_Provided records_.
- - - - - - -

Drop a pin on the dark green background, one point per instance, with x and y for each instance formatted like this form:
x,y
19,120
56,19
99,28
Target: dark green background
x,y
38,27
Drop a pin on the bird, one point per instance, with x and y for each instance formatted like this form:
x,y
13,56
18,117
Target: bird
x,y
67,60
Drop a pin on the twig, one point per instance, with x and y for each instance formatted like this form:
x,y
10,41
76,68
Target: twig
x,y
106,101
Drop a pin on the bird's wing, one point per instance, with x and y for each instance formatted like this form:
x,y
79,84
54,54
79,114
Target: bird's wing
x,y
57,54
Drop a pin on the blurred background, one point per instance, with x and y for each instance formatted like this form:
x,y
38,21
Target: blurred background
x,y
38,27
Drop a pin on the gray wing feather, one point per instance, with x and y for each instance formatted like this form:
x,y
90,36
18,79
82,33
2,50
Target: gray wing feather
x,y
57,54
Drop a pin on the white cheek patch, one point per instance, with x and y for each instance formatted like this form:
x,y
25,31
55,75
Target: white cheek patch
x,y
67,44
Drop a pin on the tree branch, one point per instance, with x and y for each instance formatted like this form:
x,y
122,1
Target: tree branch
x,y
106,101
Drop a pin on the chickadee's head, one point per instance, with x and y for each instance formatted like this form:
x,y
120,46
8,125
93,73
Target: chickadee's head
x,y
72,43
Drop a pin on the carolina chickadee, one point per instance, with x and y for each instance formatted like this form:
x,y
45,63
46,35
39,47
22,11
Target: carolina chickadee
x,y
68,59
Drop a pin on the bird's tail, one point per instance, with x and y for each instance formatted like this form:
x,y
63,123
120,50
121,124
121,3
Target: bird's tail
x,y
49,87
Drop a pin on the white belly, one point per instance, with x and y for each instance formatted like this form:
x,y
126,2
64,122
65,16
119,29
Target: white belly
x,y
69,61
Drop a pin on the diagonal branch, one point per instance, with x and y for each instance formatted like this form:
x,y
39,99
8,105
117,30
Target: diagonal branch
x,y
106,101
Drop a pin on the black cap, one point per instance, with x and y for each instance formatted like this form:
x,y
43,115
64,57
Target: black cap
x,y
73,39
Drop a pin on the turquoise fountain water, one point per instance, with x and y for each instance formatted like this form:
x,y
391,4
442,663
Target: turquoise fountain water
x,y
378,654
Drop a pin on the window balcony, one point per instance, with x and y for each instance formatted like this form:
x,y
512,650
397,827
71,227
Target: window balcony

- - - - - - -

_To do_.
Reproduce all of the records above verbatim, line for line, with no changes.

_Exercise response_.
Drop a pin on the dark green background, one point per instance, with x and y for each instance formatted like this form:
x,y
19,120
56,19
99,28
Target: dark green background
x,y
38,27
Drop a pin on the bird, one point per instance, with x and y for each instance formatted like this form:
x,y
13,56
18,117
Target: bird
x,y
67,60
Drop a pin on the twig, one point per instance, with x and y for each instance formatted like this form:
x,y
10,41
76,68
Target: twig
x,y
106,101
Drop a pin on the bird's wing, one point per instance, with x and y for each instance formatted like this form:
x,y
79,84
54,54
79,114
Target: bird's wing
x,y
57,54
Drop a pin on the blurred background, one point per instance, with x and y for each instance formatted like this form:
x,y
38,21
Target: blurred background
x,y
38,27
Drop a pin on the gray wing feather, one point per instance, with x and y for each instance formatted like this form:
x,y
90,36
18,79
82,33
2,50
Target: gray wing feather
x,y
57,54
Drop a pin on the white cheek patch, one point per instance, with x and y for each instance formatted like this form:
x,y
25,31
55,75
Target: white cheek patch
x,y
67,44
Drop a pin on the tree branch, one point per instance, with x and y for each instance formatted like this form:
x,y
122,1
Target: tree branch
x,y
106,101
Drop a pin on the chickadee's head, one point per instance, with x and y for each instance formatted like this form:
x,y
120,46
8,125
93,73
Target: chickadee's head
x,y
72,43
Drop a pin on the carolina chickadee, one point per instance, with x and y for each instance formatted like this form:
x,y
45,63
46,35
39,47
22,11
Target: carolina chickadee
x,y
68,59
Drop a pin on the bird's tail, one point per instance, with x and y for each instance formatted like this form:
x,y
63,123
120,50
121,124
121,3
Target: bird's tail
x,y
49,87
Drop a pin on the white belly, one point per instance, with x and y for each instance formatted like this form:
x,y
126,2
64,122
65,16
119,29
Target: white belly
x,y
69,61
Drop a pin on the diagonal branch, one point per instance, with x and y for each instance formatted like this form:
x,y
39,99
8,105
117,30
Target: diagonal branch
x,y
106,101
Drop a pin on the black cap, one point per instance, with x and y for each instance formatted like this form:
x,y
43,115
64,57
Target: black cap
x,y
73,39
Drop a pin on the turquoise fountain water, one point per instance, with x and y for each instance formatted like this form:
x,y
391,4
442,663
Target: turquoise fountain water
x,y
378,654
Drop a pin on the window balcony, one point per instance, with x and y for each instance formatted like this form:
x,y
512,650
397,827
71,227
Target: window balcony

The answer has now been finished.